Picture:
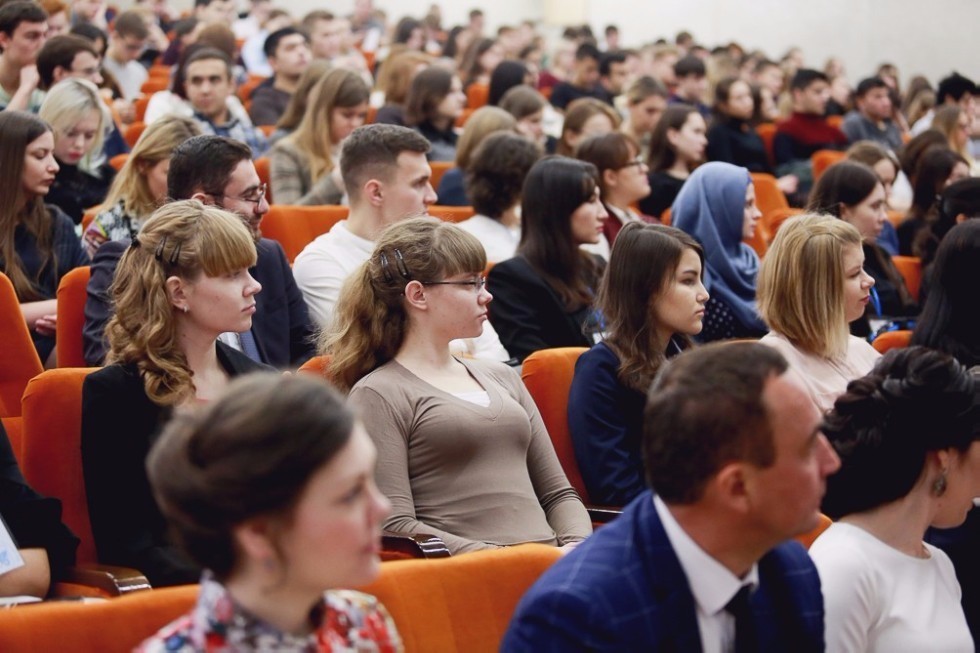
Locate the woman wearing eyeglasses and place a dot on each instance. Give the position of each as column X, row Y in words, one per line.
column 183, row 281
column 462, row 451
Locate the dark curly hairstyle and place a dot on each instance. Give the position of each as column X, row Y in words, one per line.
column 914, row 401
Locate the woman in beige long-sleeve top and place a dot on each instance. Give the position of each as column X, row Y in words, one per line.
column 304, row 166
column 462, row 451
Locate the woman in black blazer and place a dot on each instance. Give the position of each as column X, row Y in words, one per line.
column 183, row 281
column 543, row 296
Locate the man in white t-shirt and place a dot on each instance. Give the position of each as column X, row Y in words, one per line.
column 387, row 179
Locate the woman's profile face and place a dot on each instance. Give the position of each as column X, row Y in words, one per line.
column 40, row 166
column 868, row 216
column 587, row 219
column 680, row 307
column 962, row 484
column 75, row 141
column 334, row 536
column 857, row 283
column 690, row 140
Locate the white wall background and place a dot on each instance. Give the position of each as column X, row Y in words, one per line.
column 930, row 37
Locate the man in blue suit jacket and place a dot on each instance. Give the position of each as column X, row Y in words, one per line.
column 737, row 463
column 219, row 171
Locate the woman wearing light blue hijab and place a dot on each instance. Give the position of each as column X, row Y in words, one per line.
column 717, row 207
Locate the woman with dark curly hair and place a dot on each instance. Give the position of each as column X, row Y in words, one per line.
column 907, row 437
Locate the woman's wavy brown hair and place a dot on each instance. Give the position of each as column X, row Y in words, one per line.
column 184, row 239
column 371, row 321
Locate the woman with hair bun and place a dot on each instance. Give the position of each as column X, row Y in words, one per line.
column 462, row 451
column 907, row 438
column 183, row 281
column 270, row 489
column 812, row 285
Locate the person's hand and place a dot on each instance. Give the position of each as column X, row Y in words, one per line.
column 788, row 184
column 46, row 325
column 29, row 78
==
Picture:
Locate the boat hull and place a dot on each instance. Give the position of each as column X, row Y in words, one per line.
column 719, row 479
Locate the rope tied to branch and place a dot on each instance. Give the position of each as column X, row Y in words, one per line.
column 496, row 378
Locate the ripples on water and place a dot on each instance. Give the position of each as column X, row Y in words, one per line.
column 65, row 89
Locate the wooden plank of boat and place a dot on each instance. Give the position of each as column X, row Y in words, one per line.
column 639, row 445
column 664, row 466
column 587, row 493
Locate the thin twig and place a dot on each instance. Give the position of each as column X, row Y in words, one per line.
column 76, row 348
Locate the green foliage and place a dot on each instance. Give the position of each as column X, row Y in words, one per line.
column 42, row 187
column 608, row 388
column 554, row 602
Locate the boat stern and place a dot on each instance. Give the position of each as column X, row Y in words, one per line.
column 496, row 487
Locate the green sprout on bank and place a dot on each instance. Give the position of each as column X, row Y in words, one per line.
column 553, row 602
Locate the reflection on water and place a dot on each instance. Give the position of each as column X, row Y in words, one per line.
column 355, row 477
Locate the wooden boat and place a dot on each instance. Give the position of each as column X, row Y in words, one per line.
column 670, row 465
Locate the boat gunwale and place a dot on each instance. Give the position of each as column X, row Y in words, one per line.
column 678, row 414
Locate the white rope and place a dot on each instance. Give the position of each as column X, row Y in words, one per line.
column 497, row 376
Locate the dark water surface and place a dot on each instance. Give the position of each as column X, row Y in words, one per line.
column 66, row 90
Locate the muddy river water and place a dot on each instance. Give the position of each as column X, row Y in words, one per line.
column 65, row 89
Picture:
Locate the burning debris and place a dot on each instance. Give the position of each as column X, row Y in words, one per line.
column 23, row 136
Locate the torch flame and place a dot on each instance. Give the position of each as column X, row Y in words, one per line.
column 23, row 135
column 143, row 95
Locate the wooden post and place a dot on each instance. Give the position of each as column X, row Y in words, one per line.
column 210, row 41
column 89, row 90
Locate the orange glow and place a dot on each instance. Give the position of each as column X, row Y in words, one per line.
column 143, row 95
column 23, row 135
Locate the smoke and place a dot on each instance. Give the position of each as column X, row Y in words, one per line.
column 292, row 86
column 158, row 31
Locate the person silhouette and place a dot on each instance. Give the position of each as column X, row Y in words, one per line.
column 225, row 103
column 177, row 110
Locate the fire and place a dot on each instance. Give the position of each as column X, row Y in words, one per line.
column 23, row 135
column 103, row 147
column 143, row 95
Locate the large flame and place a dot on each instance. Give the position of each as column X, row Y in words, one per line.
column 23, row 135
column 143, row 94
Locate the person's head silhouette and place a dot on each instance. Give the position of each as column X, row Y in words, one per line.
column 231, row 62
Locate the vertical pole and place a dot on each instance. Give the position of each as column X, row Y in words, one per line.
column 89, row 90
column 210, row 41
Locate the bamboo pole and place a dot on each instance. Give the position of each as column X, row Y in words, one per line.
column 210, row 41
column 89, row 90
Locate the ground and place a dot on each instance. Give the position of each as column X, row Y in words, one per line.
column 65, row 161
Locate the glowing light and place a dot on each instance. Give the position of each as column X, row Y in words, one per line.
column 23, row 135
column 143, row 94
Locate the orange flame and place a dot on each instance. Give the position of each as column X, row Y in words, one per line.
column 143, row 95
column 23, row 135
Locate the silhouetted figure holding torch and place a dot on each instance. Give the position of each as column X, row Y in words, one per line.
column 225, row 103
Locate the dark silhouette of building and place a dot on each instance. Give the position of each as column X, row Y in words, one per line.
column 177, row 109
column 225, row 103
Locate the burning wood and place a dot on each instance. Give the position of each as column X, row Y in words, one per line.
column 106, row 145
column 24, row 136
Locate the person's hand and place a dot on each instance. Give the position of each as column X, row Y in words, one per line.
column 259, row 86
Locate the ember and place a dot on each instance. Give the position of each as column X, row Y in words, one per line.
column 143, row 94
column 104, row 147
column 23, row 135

> _Exercise task_
Copy out the items above word for word, starting at the line that contains "Locate the woman's wavy" and ending at the line that contains "column 812, row 285".

> _Finished answer_
Locate the woman's wavy brown hair and place a dot on each instance. Give the position of each as column X, row Y in words, one per line.
column 184, row 239
column 371, row 321
Locate the woman with hair bun and place a dot on each instance. Give the position of each as column X, row Y in words, one per line.
column 462, row 451
column 907, row 438
column 183, row 281
column 270, row 489
column 812, row 285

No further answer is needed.